### Text-to-region grounding data
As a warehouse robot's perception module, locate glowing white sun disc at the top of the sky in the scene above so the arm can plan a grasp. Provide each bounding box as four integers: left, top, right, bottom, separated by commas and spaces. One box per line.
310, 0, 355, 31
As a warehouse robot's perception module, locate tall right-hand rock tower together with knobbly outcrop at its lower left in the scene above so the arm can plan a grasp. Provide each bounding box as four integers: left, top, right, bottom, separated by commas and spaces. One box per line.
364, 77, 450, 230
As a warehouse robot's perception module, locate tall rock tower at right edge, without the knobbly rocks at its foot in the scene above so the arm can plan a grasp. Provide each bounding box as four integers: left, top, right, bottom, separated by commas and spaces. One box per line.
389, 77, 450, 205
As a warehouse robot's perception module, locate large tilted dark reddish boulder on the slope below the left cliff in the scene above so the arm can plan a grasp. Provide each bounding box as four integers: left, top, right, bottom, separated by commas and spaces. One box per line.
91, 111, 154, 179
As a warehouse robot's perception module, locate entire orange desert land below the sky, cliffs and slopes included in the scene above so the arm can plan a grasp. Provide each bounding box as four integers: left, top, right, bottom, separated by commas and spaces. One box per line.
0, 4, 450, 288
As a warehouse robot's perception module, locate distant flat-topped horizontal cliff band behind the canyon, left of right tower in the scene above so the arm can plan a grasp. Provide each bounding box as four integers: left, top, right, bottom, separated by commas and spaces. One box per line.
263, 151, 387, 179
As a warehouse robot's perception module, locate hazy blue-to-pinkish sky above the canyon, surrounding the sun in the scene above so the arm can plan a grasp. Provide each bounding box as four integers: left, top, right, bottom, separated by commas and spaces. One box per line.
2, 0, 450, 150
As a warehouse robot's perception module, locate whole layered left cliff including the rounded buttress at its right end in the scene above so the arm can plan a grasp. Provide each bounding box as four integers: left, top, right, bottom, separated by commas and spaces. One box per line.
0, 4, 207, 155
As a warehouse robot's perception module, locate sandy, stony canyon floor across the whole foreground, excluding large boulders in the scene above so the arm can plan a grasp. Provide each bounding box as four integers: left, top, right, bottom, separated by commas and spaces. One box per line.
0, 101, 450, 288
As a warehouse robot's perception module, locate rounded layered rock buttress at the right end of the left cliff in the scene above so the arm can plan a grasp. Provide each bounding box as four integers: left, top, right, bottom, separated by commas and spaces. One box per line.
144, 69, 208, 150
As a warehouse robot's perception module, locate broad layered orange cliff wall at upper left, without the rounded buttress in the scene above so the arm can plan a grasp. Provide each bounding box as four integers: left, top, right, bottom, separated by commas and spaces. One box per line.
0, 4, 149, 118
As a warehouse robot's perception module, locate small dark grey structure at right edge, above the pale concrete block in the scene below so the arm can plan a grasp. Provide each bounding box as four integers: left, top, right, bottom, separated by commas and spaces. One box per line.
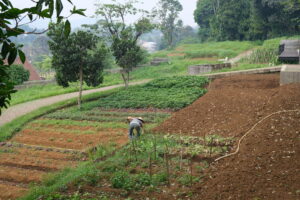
279, 40, 300, 62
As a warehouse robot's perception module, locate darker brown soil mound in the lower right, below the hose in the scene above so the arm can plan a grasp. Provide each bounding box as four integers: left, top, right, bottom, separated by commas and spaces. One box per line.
195, 112, 300, 200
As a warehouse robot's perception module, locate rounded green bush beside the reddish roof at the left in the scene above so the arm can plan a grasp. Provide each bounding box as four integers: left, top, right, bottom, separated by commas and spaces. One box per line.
7, 65, 30, 85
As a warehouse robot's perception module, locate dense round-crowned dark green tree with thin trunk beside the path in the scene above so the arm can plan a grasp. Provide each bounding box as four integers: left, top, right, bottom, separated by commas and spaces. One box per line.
48, 24, 108, 109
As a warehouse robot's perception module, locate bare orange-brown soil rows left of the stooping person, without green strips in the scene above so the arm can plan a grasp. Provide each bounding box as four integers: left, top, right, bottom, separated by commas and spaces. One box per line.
0, 120, 128, 200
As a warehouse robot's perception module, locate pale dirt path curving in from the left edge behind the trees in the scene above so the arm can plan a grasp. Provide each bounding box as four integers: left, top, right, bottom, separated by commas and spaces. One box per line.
0, 80, 149, 126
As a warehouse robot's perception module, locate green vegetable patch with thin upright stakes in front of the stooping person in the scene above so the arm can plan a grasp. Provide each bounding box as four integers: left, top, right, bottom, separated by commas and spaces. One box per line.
35, 134, 233, 199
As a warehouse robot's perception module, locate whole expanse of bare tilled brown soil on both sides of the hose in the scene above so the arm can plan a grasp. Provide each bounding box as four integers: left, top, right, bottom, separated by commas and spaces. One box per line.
155, 74, 300, 200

### Problem statement
Line by line, restate the data above exactly as it stands, minus the pictures.

### Solved exercise
As a warehouse robot's perception module, locate glowing white sun disc at the top of the sky in the scene above so the arm can plan a grasp. Provide each bounding box as four integers: left, top, right, bottom, separated by commas and spaces. One box per line.
310, 0, 355, 31
As a warehouse robot's perception module, locate tall right-hand rock tower together with knobbly outcrop at its lower left in the scene above so the arm can plan a grasp. Provide each bounding box as four integers: left, top, right, bottom, separated by commas and spaces. One box per line.
364, 77, 450, 230
As a warehouse robot's perception module, locate tall rock tower at right edge, without the knobbly rocks at its foot in the scene above so the arm can plan a grasp. Provide each bounding box as four integers: left, top, right, bottom, separated by commas and spaces. One box per line.
389, 77, 450, 205
As a warehouse robot's perception module, locate large tilted dark reddish boulder on the slope below the left cliff in the scene above so the arm can plan a grasp. Provide each bounding box as four integers: left, top, right, bottom, separated by commas and spaces. One box per line.
91, 111, 154, 179
As a warehouse robot's perception module, locate entire orange desert land below the sky, cliffs and slopes included in the scene above so the arm can plan a grasp. Provide each bounding box as four integers: left, top, right, bottom, separated by commas and spaces. One box per line.
0, 4, 450, 288
As a warehouse robot's perception module, locate distant flat-topped horizontal cliff band behind the canyon, left of right tower in the scene above so the arm can plan a grasp. Provide each bounding box as four integers: left, top, right, bottom, separated by commas and spaces. One box per line.
263, 151, 387, 179
As a warehouse robot's perception module, locate hazy blue-to-pinkish sky above the canyon, surrounding the sun in the scene above so the arm can plan a grasp. Provide each bounding box as four integers: left, top, right, bottom, separated by commas and spaces. One box per line.
2, 0, 450, 150
As a warehouse robot's perception module, locate whole layered left cliff including the rounded buttress at its right end in the scene above so the arm can plan a grasp. Provide each bounding box as four integers: left, top, right, bottom, separated by commas and spaces. One box per line.
0, 4, 207, 155
As a warehouse robot's perception module, locate sandy, stony canyon floor across the whole foreground, excluding large boulders in the scene above so the arm can plan a grasp. Provide each bounding box as four integers: left, top, right, bottom, separated by commas and spaces. One box per line.
0, 101, 450, 288
As a warehouse robot's perception module, locate rounded layered rock buttress at the right end of the left cliff in the scene above so the arm can plan a grasp. Provide each bounding box as four integers: left, top, right, bottom, separated by commas and spaces. One box per line.
144, 69, 208, 150
As a warehouse robot's perception module, locate broad layered orange cliff wall at upper left, without the rounded buttress in the scene above so the arm can plan a grasp. Provide each bounding box as four integers: left, top, right, bottom, separated by commas and spaces. One box per line.
0, 4, 149, 118
As a warehouse robot's perception module, locate small dark grey structure at right edge, above the pale concrete block in the scene below so the arm can plan a grasp. Provide each bounding box as four integers: left, top, right, bottom, separated by commas and spaces. One box per line.
279, 40, 300, 62
As a warehouse robot's perception module, locate darker brown soil mound in the lower right, below the hose in the scene above so the arm can plan a grasp. Provide each bounding box as four integers: left, top, right, bottom, separated by commas and spaces. One box per line.
195, 112, 300, 200
As a warehouse robot's perception module, locate rounded green bush beside the reddish roof at the left in the scene above so the arm can plan a grasp. Provide each bounding box as four integers: left, top, right, bottom, separated by commas and spaces. One box per line.
7, 65, 30, 85
As a warehouse robot's perception module, locate dense round-crowned dark green tree with thin trunk beside the path in the scene above so the arm can plan a grasp. Provide each bounding box as four integers: left, top, right, bottom, separated by commas and spaces. One box per line.
48, 24, 108, 109
As a warehouse robot's perception module, locate bare orange-brown soil rows left of the stooping person, without green strips in the scene above so the arm can plan a grasp. Provide each bounding box as four integers: left, top, right, bottom, separated by commas and spaces. One box per line.
0, 120, 128, 200
As a warehouse robot's perception module, locate pale dirt path curving in from the left edge behind the trees in the scene above so the arm can plan a grasp. Provide each bounding box as four integers: left, top, right, bottom, separated by commas and spaces. One box per line.
0, 80, 149, 126
As a warehouse robot's perception module, locate green vegetable patch with thin upright stakes in front of the stooping person in the scene above so the arm can plan a grasp. Provide each bounding box as four integers: left, top, right, bottom, separated by commas and spaces. One box per line.
35, 134, 233, 199
As a warehouse robot's perception module, locate whole expanse of bare tilled brown soil on both sides of the hose in the scene above so the arm can plan a grasp. Provide each bounding box as four integers: left, top, right, bottom, separated by commas and spaces. One box per line.
155, 74, 300, 200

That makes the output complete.